Data supplied:
☆ ☆ ☆ ☆ ☆

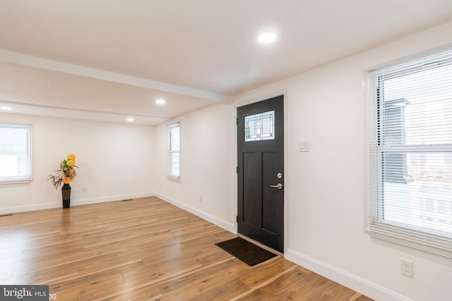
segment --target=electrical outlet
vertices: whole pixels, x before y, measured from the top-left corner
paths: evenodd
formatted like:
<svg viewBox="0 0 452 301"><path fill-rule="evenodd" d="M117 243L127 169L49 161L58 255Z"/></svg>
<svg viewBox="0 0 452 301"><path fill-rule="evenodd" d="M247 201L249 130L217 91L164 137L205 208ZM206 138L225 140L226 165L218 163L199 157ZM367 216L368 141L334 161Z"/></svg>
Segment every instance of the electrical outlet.
<svg viewBox="0 0 452 301"><path fill-rule="evenodd" d="M400 258L400 274L413 278L412 262Z"/></svg>

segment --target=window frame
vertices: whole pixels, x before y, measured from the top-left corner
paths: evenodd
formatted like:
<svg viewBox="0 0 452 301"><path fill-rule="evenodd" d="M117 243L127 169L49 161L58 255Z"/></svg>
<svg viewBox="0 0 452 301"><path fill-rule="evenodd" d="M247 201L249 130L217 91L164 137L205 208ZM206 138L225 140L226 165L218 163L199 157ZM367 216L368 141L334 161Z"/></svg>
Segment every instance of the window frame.
<svg viewBox="0 0 452 301"><path fill-rule="evenodd" d="M421 61L423 65L420 63ZM387 156L388 154L405 154L405 161L402 161L400 165L403 168L404 164L406 165L406 154L420 152L427 154L439 152L451 152L452 145L408 145L406 143L402 143L400 145L386 145L383 142L385 119L381 116L386 109L385 99L383 99L385 80L450 64L452 64L452 49L433 52L367 70L367 152L368 164L367 168L369 178L366 202L368 219L365 230L374 238L452 258L452 233L436 231L427 226L408 226L408 221L404 224L385 219L385 192L383 192L385 183L389 181L384 178L385 168L388 168L388 166L384 165L383 154ZM386 100L386 102L391 101ZM401 118L405 118L402 114L400 116ZM404 121L401 122L401 124L404 126ZM390 137L391 135L388 135ZM400 171L398 180L410 180L407 179L405 170L398 171ZM452 214L451 215L450 217L452 219Z"/></svg>
<svg viewBox="0 0 452 301"><path fill-rule="evenodd" d="M178 128L179 129L179 149L173 149L174 147L172 145L172 130L175 129L175 128ZM181 162L181 147L180 147L180 142L181 142L181 139L180 139L180 128L181 128L181 124L179 121L177 121L176 123L171 123L169 124L167 127L167 177L170 180L180 180L180 162ZM179 154L179 168L177 170L177 173L173 173L173 166L172 166L172 158L173 154Z"/></svg>
<svg viewBox="0 0 452 301"><path fill-rule="evenodd" d="M22 183L30 183L32 180L33 162L32 162L32 125L30 123L16 123L11 122L0 121L0 128L18 128L26 130L27 137L25 138L25 169L28 173L24 176L0 176L0 185L16 184ZM1 141L0 141L1 142Z"/></svg>

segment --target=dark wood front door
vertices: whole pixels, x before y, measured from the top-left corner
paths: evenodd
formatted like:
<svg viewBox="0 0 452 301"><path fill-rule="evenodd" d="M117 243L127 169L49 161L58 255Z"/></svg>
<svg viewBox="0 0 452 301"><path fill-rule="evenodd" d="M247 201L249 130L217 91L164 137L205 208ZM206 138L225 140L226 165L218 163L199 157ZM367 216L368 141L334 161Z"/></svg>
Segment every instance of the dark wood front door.
<svg viewBox="0 0 452 301"><path fill-rule="evenodd" d="M284 252L284 97L237 108L238 232Z"/></svg>

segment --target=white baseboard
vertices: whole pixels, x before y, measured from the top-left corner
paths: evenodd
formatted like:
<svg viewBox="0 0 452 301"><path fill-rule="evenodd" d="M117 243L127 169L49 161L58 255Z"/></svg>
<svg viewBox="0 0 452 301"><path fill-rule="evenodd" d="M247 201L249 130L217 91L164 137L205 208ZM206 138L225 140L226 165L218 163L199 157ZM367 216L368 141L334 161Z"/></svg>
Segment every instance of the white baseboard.
<svg viewBox="0 0 452 301"><path fill-rule="evenodd" d="M285 259L377 301L411 300L375 283L293 250L287 249L285 253Z"/></svg>
<svg viewBox="0 0 452 301"><path fill-rule="evenodd" d="M133 195L111 195L109 197L96 197L91 199L71 199L71 207L85 205L88 204L102 203L104 202L120 201L121 199L136 199L138 197L153 197L154 195L155 195L154 192L143 192L136 193ZM35 210L49 209L54 208L63 208L61 201L33 205L22 205L6 208L0 208L0 215Z"/></svg>
<svg viewBox="0 0 452 301"><path fill-rule="evenodd" d="M214 216L207 212L204 212L201 210L199 210L197 208L192 207L191 206L189 206L186 204L182 203L174 199L167 197L166 195L163 195L160 193L155 193L154 195L155 197L157 197L163 199L165 202L169 202L170 204L172 204L180 209L182 209L197 216L199 216L201 219L204 219L205 220L210 221L210 223L214 223L218 226L222 228L225 230L227 230L230 232L237 234L237 230L235 229L234 225L232 223L223 221L222 219L218 219L218 217Z"/></svg>

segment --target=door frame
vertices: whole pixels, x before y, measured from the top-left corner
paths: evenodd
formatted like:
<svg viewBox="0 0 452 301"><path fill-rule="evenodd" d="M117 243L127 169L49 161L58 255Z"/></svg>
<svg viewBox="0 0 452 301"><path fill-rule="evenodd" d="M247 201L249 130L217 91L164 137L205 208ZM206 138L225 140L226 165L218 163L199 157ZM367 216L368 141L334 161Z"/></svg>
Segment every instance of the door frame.
<svg viewBox="0 0 452 301"><path fill-rule="evenodd" d="M261 95L251 99L244 100L242 102L239 102L234 104L234 162L235 166L234 166L234 231L235 234L238 234L238 226L237 222L236 221L236 216L239 214L238 209L238 202L239 202L239 188L238 188L238 173L237 173L237 166L238 166L238 159L237 159L237 108L239 106L246 106L247 104L255 104L256 102L263 102L264 100L268 99L270 98L275 97L278 96L283 97L283 102L284 102L284 252L282 254L283 256L286 254L286 251L287 250L287 184L290 183L290 177L287 176L287 154L288 154L288 97L287 97L287 90L278 90L269 94L266 94L264 95Z"/></svg>

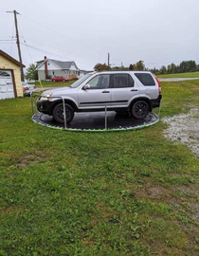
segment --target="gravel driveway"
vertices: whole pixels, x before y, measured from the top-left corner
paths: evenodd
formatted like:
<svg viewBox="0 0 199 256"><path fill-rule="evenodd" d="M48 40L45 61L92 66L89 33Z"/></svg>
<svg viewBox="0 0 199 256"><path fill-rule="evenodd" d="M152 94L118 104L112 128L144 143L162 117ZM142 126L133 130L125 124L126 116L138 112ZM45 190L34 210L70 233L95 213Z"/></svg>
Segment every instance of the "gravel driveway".
<svg viewBox="0 0 199 256"><path fill-rule="evenodd" d="M188 114L180 114L172 118L162 119L169 127L164 136L185 144L199 156L199 109L192 108Z"/></svg>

☆ ☆ ☆ ☆ ☆

Short task:
Return, without any change, every line from the one containing "segment --target=white baseboard" down to the one containing "216L207 212L204 212L201", with both of those lines included.

Exercise response:
segment --target=white baseboard
vertices: whole pixels, x before y, measured from the top-left corner
paths: evenodd
formatted like:
<svg viewBox="0 0 452 301"><path fill-rule="evenodd" d="M117 243L127 169L49 161L58 255Z"/></svg>
<svg viewBox="0 0 452 301"><path fill-rule="evenodd" d="M247 201L249 130L217 91L164 137L205 208ZM206 138L225 140L226 165L218 163L199 157ZM367 216L368 141L334 161Z"/></svg>
Segment every instance of the white baseboard.
<svg viewBox="0 0 452 301"><path fill-rule="evenodd" d="M285 259L377 301L411 300L375 283L293 250L287 249L285 253Z"/></svg>
<svg viewBox="0 0 452 301"><path fill-rule="evenodd" d="M133 195L111 195L109 197L96 197L91 199L71 199L71 207L85 205L88 204L102 203L104 202L120 201L121 199L136 199L138 197L153 197L154 195L155 195L154 192L143 192L136 193ZM35 210L49 209L54 208L63 208L61 201L33 205L22 205L6 208L0 208L0 215Z"/></svg>
<svg viewBox="0 0 452 301"><path fill-rule="evenodd" d="M214 216L207 212L204 212L201 210L199 210L197 208L192 207L191 206L189 206L186 204L182 203L174 199L167 197L166 195L163 195L160 193L155 193L154 195L155 197L157 197L163 199L165 202L169 202L170 204L172 204L180 209L182 209L197 216L199 216L201 219L204 219L205 220L210 221L210 223L214 223L218 226L222 228L225 230L227 230L230 232L237 234L237 230L235 229L234 225L232 223L223 221L222 219L218 219L218 217Z"/></svg>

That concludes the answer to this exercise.